======== The data ========

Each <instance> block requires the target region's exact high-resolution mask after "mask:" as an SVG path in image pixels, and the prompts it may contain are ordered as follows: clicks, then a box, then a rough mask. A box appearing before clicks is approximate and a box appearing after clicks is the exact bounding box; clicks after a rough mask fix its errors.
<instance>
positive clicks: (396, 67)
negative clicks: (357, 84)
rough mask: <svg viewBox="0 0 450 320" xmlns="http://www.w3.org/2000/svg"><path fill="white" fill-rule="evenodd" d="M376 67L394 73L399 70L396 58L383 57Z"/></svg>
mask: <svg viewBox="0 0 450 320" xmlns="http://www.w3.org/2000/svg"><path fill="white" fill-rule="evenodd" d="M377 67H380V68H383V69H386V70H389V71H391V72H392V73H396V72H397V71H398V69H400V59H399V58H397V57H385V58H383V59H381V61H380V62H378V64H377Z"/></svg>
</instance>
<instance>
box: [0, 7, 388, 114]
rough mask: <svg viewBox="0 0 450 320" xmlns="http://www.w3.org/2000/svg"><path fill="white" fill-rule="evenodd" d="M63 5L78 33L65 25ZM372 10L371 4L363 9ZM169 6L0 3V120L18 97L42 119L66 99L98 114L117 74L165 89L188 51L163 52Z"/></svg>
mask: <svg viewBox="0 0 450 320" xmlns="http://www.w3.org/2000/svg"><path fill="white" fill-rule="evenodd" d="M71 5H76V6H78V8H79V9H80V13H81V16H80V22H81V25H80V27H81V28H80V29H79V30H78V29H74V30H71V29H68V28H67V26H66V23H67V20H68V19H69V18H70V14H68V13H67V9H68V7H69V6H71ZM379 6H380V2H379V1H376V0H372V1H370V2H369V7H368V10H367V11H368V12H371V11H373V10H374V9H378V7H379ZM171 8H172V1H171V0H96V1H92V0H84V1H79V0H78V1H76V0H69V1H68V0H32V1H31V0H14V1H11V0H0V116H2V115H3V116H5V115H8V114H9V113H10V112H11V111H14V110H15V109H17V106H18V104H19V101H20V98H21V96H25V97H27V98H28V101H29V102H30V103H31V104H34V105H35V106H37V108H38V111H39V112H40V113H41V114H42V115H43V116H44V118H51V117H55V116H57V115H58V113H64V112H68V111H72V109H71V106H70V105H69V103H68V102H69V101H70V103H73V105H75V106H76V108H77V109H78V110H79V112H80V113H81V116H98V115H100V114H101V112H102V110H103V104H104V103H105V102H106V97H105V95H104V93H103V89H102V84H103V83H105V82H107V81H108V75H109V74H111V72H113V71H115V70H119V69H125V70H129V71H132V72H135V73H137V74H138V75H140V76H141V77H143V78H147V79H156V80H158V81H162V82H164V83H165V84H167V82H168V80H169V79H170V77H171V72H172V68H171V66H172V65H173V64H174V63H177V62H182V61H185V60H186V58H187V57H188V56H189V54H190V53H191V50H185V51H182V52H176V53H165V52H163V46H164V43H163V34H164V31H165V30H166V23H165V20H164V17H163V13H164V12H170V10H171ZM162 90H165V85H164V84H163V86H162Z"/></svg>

========
======== The data ========

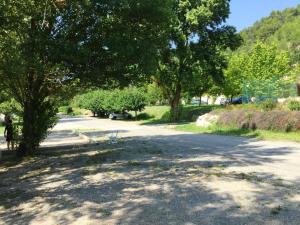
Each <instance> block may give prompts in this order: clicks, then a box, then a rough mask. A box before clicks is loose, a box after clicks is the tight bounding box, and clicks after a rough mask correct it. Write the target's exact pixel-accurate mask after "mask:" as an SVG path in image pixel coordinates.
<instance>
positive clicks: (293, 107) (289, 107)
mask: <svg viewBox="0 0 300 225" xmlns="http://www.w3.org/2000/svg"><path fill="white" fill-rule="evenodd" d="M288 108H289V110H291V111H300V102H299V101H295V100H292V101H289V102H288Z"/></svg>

========
======== The data ========

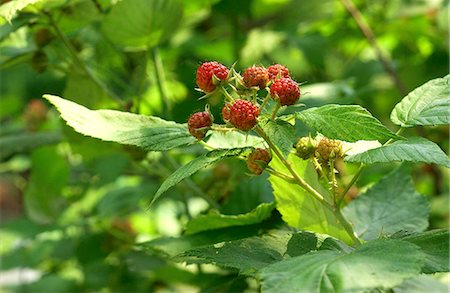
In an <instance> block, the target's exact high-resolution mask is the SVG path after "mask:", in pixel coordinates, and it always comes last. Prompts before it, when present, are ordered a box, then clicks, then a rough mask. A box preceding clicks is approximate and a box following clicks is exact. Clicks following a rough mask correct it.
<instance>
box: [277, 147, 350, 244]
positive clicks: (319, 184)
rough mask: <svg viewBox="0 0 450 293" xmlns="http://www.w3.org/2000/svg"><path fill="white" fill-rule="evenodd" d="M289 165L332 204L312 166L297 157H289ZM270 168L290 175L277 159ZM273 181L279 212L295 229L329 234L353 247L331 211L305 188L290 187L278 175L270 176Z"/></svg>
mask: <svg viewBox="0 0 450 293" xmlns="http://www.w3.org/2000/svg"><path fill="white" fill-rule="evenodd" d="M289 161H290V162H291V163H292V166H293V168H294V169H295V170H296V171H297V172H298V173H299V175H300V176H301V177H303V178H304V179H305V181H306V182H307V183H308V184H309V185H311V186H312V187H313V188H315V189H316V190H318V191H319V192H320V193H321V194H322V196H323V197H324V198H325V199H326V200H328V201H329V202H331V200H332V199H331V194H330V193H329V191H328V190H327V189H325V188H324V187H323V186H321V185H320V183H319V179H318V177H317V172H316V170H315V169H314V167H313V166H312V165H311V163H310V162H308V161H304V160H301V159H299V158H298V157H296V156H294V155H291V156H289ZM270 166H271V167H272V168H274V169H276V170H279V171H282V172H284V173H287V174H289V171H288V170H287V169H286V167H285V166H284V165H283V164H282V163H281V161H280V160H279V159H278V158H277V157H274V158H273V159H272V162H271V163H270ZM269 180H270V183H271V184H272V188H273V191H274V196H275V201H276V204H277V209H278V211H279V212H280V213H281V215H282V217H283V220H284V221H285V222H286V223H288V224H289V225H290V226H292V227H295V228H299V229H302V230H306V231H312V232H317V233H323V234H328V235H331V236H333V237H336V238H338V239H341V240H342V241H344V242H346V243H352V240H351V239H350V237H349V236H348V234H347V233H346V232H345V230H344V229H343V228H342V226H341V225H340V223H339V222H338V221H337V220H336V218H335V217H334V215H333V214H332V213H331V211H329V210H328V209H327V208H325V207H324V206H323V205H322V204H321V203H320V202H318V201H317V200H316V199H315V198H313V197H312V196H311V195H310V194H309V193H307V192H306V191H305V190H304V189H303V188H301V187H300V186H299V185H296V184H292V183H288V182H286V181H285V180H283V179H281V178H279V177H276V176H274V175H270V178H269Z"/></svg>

========

▶ Your assignment: As listed above, the lines from the line with "Each <instance> block requires" to the line with "negative clicks: (357, 84)" are to be echoed exactly, with both ends included and nothing added.

▶ Result of the task:
Each <instance> block requires the target region's exact high-resolution mask after "mask:" as an SVG path in image pixels, and the prompts it may contain are ordered as follows: clicks, then a box, then a rough mask. A box appearing before clicks is approximate and a box appearing after clicks is the exact bounding box; clicks after a rough mask fix its errors.
<instance>
positive clicks: (396, 67)
negative clicks: (357, 84)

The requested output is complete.